Exercise details
Continue the forum thread about having a driver's license scanned at a customer's security gate, starting after its last post.

Page extract
# General Business Category > Entrepreneurship and Business Management Forum >  Security requirements

## IanF

Here is my story for today.
I went to drop off a job at a customer today and was asked for my drivers licence to scan before they would let me in.
I refused just pure gut instinct and phoned the contact and asked them to come and collect the parcel at security which they did.
Before we just used to sign in and get the contact to sign the slip. I also saw then they scan your car licence as well.
Maybe I overreacted.
What do you guys think?

My tentative plan for the future is just use a courier for this delivery and save some travel time and petrol which is used to pay the courier.

Of course I may just be paranoid and worried about "big brother"

 :Confused:

----------


## Houses4Rent

Me thinks anybody who believes that one cannot be tracked is mistaken. I am sure your cell phone gives your moves away.
However, I agree that giving out that personal info is risky.

Information shown

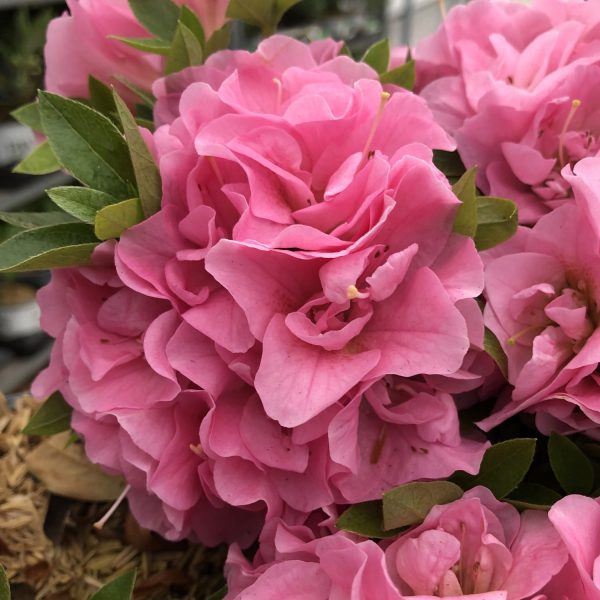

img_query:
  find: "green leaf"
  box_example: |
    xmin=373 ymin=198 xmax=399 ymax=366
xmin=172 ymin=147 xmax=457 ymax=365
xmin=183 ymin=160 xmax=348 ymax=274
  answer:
xmin=114 ymin=92 xmax=162 ymax=217
xmin=504 ymin=481 xmax=561 ymax=510
xmin=46 ymin=186 xmax=117 ymax=225
xmin=204 ymin=23 xmax=231 ymax=58
xmin=0 ymin=565 xmax=10 ymax=600
xmin=165 ymin=22 xmax=204 ymax=74
xmin=383 ymin=481 xmax=463 ymax=530
xmin=13 ymin=141 xmax=61 ymax=175
xmin=483 ymin=327 xmax=508 ymax=377
xmin=360 ymin=38 xmax=390 ymax=75
xmin=433 ymin=150 xmax=466 ymax=180
xmin=336 ymin=500 xmax=396 ymax=538
xmin=379 ymin=60 xmax=416 ymax=91
xmin=0 ymin=210 xmax=76 ymax=229
xmin=452 ymin=167 xmax=477 ymax=237
xmin=23 ymin=392 xmax=73 ymax=435
xmin=90 ymin=570 xmax=136 ymax=600
xmin=94 ymin=198 xmax=144 ymax=240
xmin=227 ymin=0 xmax=300 ymax=35
xmin=475 ymin=196 xmax=519 ymax=250
xmin=451 ymin=438 xmax=536 ymax=500
xmin=88 ymin=75 xmax=117 ymax=123
xmin=129 ymin=0 xmax=179 ymax=42
xmin=108 ymin=35 xmax=171 ymax=56
xmin=179 ymin=5 xmax=206 ymax=49
xmin=0 ymin=223 xmax=98 ymax=272
xmin=548 ymin=433 xmax=594 ymax=495
xmin=39 ymin=92 xmax=135 ymax=200
xmin=10 ymin=100 xmax=44 ymax=133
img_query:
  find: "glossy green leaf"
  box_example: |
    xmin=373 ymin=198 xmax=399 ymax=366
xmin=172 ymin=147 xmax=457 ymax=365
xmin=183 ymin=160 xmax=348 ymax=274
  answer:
xmin=114 ymin=92 xmax=162 ymax=217
xmin=360 ymin=38 xmax=390 ymax=74
xmin=94 ymin=198 xmax=144 ymax=240
xmin=0 ymin=565 xmax=11 ymax=600
xmin=475 ymin=196 xmax=519 ymax=250
xmin=179 ymin=5 xmax=206 ymax=48
xmin=383 ymin=481 xmax=463 ymax=530
xmin=13 ymin=141 xmax=61 ymax=175
xmin=0 ymin=223 xmax=98 ymax=272
xmin=504 ymin=481 xmax=562 ymax=510
xmin=129 ymin=0 xmax=179 ymax=41
xmin=227 ymin=0 xmax=300 ymax=35
xmin=23 ymin=392 xmax=73 ymax=435
xmin=433 ymin=150 xmax=467 ymax=183
xmin=379 ymin=60 xmax=416 ymax=91
xmin=46 ymin=186 xmax=117 ymax=225
xmin=88 ymin=75 xmax=117 ymax=123
xmin=204 ymin=23 xmax=231 ymax=59
xmin=483 ymin=327 xmax=508 ymax=377
xmin=548 ymin=433 xmax=594 ymax=495
xmin=90 ymin=571 xmax=136 ymax=600
xmin=108 ymin=35 xmax=171 ymax=56
xmin=452 ymin=167 xmax=478 ymax=237
xmin=451 ymin=438 xmax=536 ymax=500
xmin=0 ymin=210 xmax=77 ymax=229
xmin=10 ymin=100 xmax=44 ymax=133
xmin=336 ymin=500 xmax=395 ymax=538
xmin=165 ymin=22 xmax=204 ymax=73
xmin=39 ymin=92 xmax=135 ymax=200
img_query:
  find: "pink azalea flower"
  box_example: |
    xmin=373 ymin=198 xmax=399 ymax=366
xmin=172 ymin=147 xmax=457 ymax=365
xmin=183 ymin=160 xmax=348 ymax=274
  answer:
xmin=386 ymin=487 xmax=567 ymax=600
xmin=415 ymin=0 xmax=600 ymax=223
xmin=225 ymin=521 xmax=401 ymax=600
xmin=225 ymin=487 xmax=568 ymax=600
xmin=45 ymin=0 xmax=162 ymax=102
xmin=45 ymin=0 xmax=229 ymax=103
xmin=32 ymin=242 xmax=263 ymax=545
xmin=482 ymin=158 xmax=600 ymax=435
xmin=544 ymin=495 xmax=600 ymax=600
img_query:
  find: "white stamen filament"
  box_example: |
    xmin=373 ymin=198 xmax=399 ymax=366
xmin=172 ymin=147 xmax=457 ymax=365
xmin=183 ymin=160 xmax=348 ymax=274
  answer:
xmin=94 ymin=484 xmax=131 ymax=529
xmin=558 ymin=99 xmax=581 ymax=167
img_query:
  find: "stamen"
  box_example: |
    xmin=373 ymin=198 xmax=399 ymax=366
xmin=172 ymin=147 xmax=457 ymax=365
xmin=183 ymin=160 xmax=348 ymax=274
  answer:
xmin=558 ymin=99 xmax=581 ymax=167
xmin=94 ymin=484 xmax=131 ymax=529
xmin=207 ymin=156 xmax=225 ymax=187
xmin=273 ymin=77 xmax=283 ymax=114
xmin=360 ymin=92 xmax=391 ymax=166
xmin=346 ymin=285 xmax=369 ymax=300
xmin=506 ymin=325 xmax=539 ymax=346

Expected answer
----------


## AndyD

I might show them my driving license at my discretion if they needed ID but I wouldn't let them scan it. They can write down my ID number if they want but I wouldn't let them scan my ID book either.

----------


## IanF

It was a case of if they can't scan you can't enter the premises. I wonder how long this will last as I am sure I won't be the only one to refuse.
I would love someone to do this to the MD and say they would rather meet in a nearby Coffee Shop than have everything scanned. 
Then they are a large international company how will they handle foreign licences?

----------


## HR Solutions

This happens in Jhb quite often.  Scanning basically is a way of recording your details, so whether you give them your id or have it scanned is really the same thing.

----------


## IanF

> This happens in Jhb quite often.  Scanning basically is a way of recording your details, so whether you give them your id or have it scanned is really the same thing.


HR This is the first time it has happened to me. When I give my ID number to security guards I am always dyslexic  :Roll Eyes (Sarcastic): 
Who will be held accountable if the security company uses this information in a scam?

----------


## HR Solutions

> HR This is the first time it has happened to me. When I give my ID number to security guards I am always dyslexic 
> Who will be held accountable if the security company uses this information in a scam?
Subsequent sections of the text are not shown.